#### Your goal:
Arrange the rows below as a two-column CSV with the headers instruction and points, one line per row. Put each row's text and its answer in their own quoted fields, replacing line breaks with spaces.
>> Start Data supplied
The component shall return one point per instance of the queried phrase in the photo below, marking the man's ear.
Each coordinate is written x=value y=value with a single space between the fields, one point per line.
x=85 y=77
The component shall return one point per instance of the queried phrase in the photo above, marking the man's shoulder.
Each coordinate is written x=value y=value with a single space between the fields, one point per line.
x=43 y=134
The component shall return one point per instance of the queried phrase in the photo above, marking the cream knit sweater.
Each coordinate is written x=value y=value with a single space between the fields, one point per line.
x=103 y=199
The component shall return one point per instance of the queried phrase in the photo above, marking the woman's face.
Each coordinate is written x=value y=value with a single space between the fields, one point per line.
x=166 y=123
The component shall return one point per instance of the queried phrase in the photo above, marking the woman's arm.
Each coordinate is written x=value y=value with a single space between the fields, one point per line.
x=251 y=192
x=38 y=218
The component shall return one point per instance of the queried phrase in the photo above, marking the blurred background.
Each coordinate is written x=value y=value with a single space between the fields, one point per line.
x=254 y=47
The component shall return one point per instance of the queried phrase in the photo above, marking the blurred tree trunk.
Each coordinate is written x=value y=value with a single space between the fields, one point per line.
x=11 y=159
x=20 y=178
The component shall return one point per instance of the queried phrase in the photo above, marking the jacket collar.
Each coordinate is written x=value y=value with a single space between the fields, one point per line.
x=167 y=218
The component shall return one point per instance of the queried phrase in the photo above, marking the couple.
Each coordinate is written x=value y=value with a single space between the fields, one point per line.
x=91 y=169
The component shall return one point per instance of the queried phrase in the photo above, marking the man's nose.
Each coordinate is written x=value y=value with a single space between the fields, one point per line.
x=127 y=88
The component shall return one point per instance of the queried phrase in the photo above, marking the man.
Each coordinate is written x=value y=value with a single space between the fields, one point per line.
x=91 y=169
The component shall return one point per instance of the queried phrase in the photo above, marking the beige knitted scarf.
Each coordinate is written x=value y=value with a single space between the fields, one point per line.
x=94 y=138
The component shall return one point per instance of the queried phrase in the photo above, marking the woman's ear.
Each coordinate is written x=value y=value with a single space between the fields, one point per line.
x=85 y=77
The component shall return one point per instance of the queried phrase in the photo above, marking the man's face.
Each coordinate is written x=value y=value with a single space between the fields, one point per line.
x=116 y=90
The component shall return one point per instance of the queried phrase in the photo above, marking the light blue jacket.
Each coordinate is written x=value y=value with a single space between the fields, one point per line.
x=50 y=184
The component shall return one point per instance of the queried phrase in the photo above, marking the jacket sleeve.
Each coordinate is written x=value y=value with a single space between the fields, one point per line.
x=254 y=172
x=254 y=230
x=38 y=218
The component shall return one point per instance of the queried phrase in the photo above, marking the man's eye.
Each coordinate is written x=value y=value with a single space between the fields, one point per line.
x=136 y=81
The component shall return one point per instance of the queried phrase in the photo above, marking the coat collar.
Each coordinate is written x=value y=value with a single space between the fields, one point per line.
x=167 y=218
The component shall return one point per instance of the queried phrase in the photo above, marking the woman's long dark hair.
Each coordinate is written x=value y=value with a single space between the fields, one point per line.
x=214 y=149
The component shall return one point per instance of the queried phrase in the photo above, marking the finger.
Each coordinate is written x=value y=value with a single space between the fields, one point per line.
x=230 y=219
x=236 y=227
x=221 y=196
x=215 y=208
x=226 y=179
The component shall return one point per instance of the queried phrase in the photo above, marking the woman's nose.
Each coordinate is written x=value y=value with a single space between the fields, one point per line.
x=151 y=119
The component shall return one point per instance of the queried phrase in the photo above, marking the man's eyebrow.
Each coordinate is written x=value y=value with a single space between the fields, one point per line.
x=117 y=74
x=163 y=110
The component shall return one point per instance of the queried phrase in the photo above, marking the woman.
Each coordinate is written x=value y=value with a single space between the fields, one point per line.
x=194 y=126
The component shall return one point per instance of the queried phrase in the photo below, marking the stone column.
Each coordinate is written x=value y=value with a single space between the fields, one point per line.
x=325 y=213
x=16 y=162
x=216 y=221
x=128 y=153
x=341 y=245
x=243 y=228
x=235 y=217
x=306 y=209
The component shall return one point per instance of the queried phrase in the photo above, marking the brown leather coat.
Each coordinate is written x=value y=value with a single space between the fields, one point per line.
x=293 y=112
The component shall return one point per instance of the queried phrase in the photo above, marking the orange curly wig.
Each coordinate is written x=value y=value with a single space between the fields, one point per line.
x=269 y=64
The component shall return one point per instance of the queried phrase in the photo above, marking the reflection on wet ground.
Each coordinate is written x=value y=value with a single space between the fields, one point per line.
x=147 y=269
>> End Data supplied
#### Completed exercise:
instruction,points
"The component shall return one point per instance of the queried phrase in the photo below, marking the man's ear. Each coordinate is written x=value y=value with a single space between the fields, one point per line.","x=85 y=77"
"The component shall return one point per instance of the queried phrase in the photo above, marking the man's shoulder. Each coordinate is written x=value y=value with a single space between the fields, one point per line.","x=43 y=134"
"The component shall return one point per instance of the queried phrase in the photo above, marking the cream knit sweater. Each coordinate is written x=value y=value with a single space between the fields, one point per line.","x=103 y=199"
"The component shall return one point per instance of the queried phrase in the photo above, marking the woman's face. Each coordinate is written x=value y=value with a single space between the fields, one point per line.","x=166 y=123"
"The component shall return one point per instance of the queried phrase in the photo above, marking the woman's arm. Each coordinate is written x=value y=value with a single space between the fields, one point per line.","x=251 y=192 x=38 y=218"
"The component shall return one point per instance of the queried phrase in the photo above, marking the blurred background. Each coordinate is written x=value y=value with a single space between the fields, one point per line.","x=254 y=47"
"The component shall return one point per instance of the queried phrase in the photo above, marking the blurred tree trunk. Each coordinate is written x=value y=value with a single space between the fields, one point per line.","x=11 y=159 x=20 y=178"
"The component shall return one point per instance of the queried phrase in the photo above, marking the jacket collar. Each coordinate is written x=value y=value with a single space between the fields, one point per line.","x=167 y=218"
"The component shall return one point per instance of the queried phrase in the photo above, marking the couple. Each coordinate is written x=value y=value with a single space between the fields, one point per line.","x=91 y=169"
"The component shall return one point per instance of the queried phrase in the photo above, marking the man's nose. Each coordinate is written x=value y=value with a single space between the fields, one point per line.","x=127 y=88"
"The component shall return one point per instance of the queried phrase in the photo above, marking the man. Each coordinate is written x=value y=value with a single space between the fields, one point per line.","x=91 y=169"
"The component shall return one point per instance of the queried phrase in the photo above, marking the beige knitted scarf. Each coordinate is written x=value y=value with a single space between the fields, one point per line.","x=94 y=138"
"The component shall return one point per instance of the queried phrase in the photo above, marking the woman's ear. Each coordinate is written x=value y=value with a single space between the fields, one point per line.","x=85 y=77"
"The component shall return one point per instance of the queried phrase in the photo above, marking the man's face. Each coordinate is written x=value y=value with a single space between the fields, one point per line.","x=116 y=90"
"The component shall return one point per instance of the queried phrase in the photo above, marking the light blue jacket. Each coordinate is written x=value y=value with a single space between the fields, one point per line.","x=50 y=184"
"The component shall return one point per instance of the queried phrase in the photo above, marking the jacket sleeve. Each coordinate is written x=value y=value with a single space between the fields, one point per line.","x=254 y=172 x=254 y=230 x=38 y=218"
"The component shall return one point per instance of the queried phrase in the photo above, marking the man's eye. Each coordinate is written x=value y=value with a single space between the fields, one point per line.","x=136 y=81"
"The component shall return one point per instance of the queried phrase in the photo above, marking the coat collar. Each coordinate is written x=value y=value with a single space between the fields, one point per line.","x=167 y=218"
"The component shall return one point per instance of the queried phrase in the photo above, marking the woman's long dark hair. Each coordinate is written x=value y=value with a single space between the fields, one point per line.","x=214 y=149"
"The component shall return one point per instance of the queried phrase in the photo above, marking the finger. Each coordinate is written x=value y=value with a single space between the fields, one point per line.","x=230 y=219 x=236 y=227 x=221 y=196 x=215 y=208 x=226 y=179"
"The component shall return one point per instance of the queried phrase in the photo above, marking the woman's nose. Each coordinate is written x=value y=value with a single space between the fields, one point per line.","x=151 y=119"
"The component shall return one point per instance of the queried phrase in the photo above, marking the man's eyebrow. Each coordinate is written x=value y=value with a single space between the fields, one point per line.","x=117 y=74 x=163 y=110"
"The component shall return one point per instance of the queried phrase in the photo above, marking the woman. Each coordinate is written x=value y=value with a single space between the fields, one point per line.","x=194 y=126"
"The component shall return one point per instance of the queried phrase in the photo below, marking the stone column. Each coordinate is written x=value y=value with a single space between the fields, one point per line.","x=325 y=213 x=16 y=162 x=216 y=221 x=128 y=153 x=341 y=245 x=243 y=228 x=235 y=217 x=306 y=209"
"The component shall return one point per instance of the queried phrase in the photo above, marking the brown leather coat. Each coordinate is written x=value y=value with a single space between the fields, one point per line.","x=293 y=112"
"The component shall return one point per instance of the queried phrase in the photo above, marking the orange curly wig. Each coordinate is written x=value y=value with a single space between the fields, one point per line.","x=269 y=64"
"The component shall return one point per instance of the queried phrase in the photo above, marking the reflection on wet ground. Each coordinate is written x=value y=value with a single space between the fields, one point per line.","x=147 y=269"